_What needs to be done_. List each line in the records below that contains the word "plastic".

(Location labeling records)
╭──
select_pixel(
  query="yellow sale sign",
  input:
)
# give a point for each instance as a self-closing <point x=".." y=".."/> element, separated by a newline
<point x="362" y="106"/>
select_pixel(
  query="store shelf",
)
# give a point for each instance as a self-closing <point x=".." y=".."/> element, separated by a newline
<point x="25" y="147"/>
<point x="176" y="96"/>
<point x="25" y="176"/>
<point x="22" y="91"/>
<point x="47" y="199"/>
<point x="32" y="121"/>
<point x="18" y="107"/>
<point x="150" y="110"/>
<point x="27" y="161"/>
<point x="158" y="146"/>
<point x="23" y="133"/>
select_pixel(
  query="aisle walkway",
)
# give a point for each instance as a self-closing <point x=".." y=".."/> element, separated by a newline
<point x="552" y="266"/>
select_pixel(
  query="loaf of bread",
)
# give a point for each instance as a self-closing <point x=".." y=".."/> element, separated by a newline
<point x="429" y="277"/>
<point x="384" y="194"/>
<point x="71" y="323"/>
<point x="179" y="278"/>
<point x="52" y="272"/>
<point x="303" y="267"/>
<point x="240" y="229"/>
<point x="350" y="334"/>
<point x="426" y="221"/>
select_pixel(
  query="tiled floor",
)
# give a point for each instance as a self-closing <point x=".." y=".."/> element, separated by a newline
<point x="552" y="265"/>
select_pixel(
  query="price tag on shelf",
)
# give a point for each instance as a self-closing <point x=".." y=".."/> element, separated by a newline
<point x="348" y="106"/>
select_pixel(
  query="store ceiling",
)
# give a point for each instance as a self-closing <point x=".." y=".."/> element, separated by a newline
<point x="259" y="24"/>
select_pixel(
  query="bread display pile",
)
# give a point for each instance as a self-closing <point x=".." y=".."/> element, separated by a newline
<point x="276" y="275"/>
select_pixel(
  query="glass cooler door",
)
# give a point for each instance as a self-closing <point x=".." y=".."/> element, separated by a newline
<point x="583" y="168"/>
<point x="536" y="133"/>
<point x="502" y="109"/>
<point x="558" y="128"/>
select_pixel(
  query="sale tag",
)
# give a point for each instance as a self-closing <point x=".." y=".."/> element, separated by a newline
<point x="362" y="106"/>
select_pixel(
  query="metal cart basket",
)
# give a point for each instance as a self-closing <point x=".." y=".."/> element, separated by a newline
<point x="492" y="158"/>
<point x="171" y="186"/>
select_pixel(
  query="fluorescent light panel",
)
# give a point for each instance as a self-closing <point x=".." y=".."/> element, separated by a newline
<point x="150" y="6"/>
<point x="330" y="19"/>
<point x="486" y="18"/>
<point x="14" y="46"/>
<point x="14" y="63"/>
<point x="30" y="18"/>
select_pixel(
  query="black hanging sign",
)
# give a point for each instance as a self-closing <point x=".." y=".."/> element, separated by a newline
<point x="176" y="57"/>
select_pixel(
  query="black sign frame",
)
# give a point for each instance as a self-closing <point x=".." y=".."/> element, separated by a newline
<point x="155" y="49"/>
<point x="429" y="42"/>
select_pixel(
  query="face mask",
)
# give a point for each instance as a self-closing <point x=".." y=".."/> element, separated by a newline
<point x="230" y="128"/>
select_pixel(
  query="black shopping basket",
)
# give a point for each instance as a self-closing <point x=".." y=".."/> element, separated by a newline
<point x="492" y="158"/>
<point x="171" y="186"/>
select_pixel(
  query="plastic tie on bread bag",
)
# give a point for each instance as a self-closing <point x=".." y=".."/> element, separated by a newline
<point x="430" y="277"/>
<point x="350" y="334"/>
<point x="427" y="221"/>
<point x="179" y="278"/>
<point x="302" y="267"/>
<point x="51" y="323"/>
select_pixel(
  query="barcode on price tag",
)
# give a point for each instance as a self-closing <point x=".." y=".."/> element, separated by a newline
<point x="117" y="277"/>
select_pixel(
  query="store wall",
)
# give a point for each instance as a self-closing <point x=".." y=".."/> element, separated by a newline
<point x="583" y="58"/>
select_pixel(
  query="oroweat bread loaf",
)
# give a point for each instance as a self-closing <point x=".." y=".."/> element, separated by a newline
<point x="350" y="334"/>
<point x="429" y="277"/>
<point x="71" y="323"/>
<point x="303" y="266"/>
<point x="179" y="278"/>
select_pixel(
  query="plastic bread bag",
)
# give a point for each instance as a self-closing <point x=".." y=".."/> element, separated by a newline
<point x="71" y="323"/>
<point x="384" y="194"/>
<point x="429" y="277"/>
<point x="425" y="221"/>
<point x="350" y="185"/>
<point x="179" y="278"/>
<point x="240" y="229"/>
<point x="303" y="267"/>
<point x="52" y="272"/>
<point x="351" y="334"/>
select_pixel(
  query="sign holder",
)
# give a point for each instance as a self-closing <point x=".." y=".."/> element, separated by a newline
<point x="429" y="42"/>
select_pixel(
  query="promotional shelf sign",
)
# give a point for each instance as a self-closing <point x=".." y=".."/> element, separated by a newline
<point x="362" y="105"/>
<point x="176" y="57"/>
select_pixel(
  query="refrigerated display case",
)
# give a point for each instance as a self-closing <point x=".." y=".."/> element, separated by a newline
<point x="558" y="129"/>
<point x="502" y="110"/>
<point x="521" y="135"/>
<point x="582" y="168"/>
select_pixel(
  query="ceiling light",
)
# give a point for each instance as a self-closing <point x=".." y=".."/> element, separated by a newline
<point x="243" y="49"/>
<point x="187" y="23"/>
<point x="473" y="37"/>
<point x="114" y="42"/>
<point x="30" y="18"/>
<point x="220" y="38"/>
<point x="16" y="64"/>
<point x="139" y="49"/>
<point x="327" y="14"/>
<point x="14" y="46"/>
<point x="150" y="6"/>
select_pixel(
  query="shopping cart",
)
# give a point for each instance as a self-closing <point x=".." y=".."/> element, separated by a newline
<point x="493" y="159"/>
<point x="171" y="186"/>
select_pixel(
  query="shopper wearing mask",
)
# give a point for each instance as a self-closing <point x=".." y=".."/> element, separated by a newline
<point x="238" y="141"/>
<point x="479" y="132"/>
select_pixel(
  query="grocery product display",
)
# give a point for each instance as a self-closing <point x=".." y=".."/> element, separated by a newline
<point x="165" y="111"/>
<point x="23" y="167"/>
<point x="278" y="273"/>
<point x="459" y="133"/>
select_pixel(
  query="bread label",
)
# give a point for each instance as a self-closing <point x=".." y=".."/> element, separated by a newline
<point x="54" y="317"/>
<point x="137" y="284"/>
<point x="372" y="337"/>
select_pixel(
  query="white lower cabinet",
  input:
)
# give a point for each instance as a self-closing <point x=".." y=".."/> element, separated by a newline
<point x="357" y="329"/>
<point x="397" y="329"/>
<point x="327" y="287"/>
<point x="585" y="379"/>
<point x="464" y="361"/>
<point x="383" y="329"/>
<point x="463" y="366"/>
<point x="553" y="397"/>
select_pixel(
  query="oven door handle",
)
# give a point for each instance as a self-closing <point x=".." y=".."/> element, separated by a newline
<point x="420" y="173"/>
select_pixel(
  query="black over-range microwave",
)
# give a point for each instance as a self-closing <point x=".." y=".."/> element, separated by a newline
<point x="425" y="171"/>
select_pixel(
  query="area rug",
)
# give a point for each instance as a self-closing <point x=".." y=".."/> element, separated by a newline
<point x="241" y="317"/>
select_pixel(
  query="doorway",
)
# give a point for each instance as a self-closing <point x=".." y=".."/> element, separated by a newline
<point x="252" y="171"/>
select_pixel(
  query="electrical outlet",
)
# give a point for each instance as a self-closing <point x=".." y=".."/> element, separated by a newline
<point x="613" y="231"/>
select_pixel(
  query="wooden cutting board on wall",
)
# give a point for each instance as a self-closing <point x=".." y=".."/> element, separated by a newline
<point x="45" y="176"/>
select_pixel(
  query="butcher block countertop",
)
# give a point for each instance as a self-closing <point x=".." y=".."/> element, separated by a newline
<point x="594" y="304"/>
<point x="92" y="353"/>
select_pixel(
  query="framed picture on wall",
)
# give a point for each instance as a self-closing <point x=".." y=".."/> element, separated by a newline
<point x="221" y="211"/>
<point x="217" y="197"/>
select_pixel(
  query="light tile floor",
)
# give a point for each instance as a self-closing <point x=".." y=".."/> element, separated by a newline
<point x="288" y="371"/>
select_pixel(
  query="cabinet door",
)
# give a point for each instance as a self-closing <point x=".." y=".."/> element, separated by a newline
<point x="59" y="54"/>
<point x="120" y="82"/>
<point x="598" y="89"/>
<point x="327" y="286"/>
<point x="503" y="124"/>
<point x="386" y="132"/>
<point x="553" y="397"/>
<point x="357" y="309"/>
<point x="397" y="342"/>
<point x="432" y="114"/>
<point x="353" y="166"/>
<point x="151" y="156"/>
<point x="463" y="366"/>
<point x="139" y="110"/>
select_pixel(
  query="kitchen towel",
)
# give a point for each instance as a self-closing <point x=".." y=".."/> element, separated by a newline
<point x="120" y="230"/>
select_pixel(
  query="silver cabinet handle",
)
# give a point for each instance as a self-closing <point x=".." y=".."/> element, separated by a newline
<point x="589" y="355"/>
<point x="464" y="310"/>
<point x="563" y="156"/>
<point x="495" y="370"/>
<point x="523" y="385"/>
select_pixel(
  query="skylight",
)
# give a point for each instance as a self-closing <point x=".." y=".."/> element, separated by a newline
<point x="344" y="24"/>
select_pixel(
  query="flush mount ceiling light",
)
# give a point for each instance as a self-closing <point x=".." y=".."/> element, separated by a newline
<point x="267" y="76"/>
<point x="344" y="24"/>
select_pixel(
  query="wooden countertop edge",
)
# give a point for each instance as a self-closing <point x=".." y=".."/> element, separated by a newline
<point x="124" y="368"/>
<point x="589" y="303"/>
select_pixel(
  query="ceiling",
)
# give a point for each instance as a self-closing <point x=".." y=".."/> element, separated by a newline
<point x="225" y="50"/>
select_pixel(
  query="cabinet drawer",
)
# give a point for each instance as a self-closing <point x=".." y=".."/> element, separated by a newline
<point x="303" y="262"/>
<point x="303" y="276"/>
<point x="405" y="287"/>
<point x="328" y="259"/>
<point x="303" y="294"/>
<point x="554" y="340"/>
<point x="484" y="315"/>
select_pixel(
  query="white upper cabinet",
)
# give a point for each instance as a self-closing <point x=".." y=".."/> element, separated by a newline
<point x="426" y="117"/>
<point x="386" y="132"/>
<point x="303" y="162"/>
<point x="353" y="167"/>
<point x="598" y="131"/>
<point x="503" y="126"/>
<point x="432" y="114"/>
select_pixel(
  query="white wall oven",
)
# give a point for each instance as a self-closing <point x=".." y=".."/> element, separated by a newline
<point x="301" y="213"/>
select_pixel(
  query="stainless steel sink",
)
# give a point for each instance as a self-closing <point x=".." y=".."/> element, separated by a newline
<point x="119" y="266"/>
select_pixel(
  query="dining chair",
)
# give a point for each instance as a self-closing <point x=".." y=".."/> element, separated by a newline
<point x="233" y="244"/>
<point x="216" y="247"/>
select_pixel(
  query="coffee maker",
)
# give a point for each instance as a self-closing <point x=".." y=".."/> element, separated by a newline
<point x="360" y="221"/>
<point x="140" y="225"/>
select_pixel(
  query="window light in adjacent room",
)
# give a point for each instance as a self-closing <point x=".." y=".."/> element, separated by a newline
╰──
_Output for this exercise_.
  query="plastic tie on bread bag",
  query="plastic bread bag",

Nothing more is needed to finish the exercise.